* **Task to carry out**: Output, as a JSON list of strings with one string per line and blank lines omitted, the part of the records that opens with the line containing "Question. Place a dot on every instance of the watch" and continues through the end of the records. Leave the pictures out of your answer.

** start of Data rows **

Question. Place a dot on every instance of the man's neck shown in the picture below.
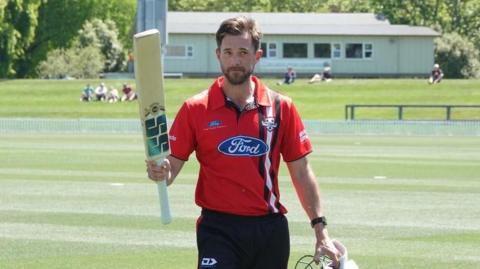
(239, 94)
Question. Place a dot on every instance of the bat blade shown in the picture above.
(151, 100)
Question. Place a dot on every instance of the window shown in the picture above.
(295, 50)
(337, 50)
(269, 50)
(322, 50)
(354, 50)
(368, 53)
(179, 51)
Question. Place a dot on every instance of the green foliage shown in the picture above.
(17, 32)
(104, 36)
(76, 62)
(58, 25)
(457, 56)
(60, 20)
(122, 12)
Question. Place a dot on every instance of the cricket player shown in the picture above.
(239, 130)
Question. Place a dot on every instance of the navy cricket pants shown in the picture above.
(228, 241)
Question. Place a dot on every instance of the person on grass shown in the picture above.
(240, 129)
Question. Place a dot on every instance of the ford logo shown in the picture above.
(243, 146)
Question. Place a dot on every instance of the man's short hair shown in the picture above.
(237, 26)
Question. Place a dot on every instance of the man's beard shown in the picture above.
(237, 75)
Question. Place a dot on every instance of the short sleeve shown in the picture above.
(295, 143)
(182, 134)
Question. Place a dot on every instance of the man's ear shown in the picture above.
(258, 55)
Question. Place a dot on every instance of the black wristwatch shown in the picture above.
(318, 220)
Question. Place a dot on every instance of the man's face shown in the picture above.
(237, 58)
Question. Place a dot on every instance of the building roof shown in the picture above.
(367, 24)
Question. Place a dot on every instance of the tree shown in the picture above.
(104, 36)
(58, 25)
(17, 24)
(77, 62)
(457, 56)
(122, 12)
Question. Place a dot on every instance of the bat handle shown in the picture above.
(165, 215)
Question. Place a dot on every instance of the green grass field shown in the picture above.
(83, 201)
(60, 99)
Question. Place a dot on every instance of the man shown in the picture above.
(87, 94)
(437, 75)
(101, 92)
(128, 93)
(289, 76)
(325, 76)
(239, 129)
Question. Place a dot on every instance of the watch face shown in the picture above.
(321, 220)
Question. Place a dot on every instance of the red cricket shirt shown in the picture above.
(239, 152)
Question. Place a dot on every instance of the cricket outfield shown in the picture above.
(83, 201)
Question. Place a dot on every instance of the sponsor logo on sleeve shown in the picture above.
(303, 136)
(243, 146)
(208, 263)
(269, 123)
(214, 124)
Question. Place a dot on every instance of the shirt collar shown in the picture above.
(216, 97)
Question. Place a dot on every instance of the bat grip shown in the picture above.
(165, 215)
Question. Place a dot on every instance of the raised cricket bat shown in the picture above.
(151, 100)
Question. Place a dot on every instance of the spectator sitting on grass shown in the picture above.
(289, 77)
(326, 75)
(87, 94)
(128, 93)
(113, 96)
(437, 75)
(101, 92)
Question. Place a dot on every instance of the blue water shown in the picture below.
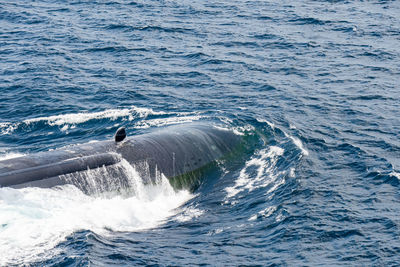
(314, 86)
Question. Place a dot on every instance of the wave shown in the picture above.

** end of Data rows **

* **Task answer**:
[
  "Question. Place a dot on every instance of the watch face shown in the picture above.",
  "(321, 220)",
  "Question. Place a dot on every instance of the red cricket shirt shown in the picture above.",
  "(239, 152)",
  "Question. Place a dot on every instance of the cricket outfield shown in the picture above.",
  "(83, 201)",
  "Question. Place a dot on every instance of the sponsor logo on sleeve shown in the picture above.",
  "(303, 136)",
  "(243, 146)",
  "(208, 263)",
  "(269, 123)",
  "(214, 124)",
  "Question. Place a dot on every instance of the shirt collar shown in the picture above.",
  "(216, 97)",
  "Question. Place a dot on every instance of the bat grip shown in the picture above.",
  "(165, 215)",
  "Question. Place a dot on every instance of the raised cricket bat shown in the picture above.",
  "(151, 100)",
  "Question. Place a dot on every instance of the spectator sitting on grass shown in the picture above.",
  "(289, 77)",
  "(326, 75)",
  "(87, 94)",
  "(128, 93)",
  "(113, 96)",
  "(437, 75)",
  "(101, 92)",
  "Question. Place a dot on every instance of the blue water shown in the picture below.",
  "(314, 86)",
  "Question. Place a dot on every instance of the wave shown in the picture above."
]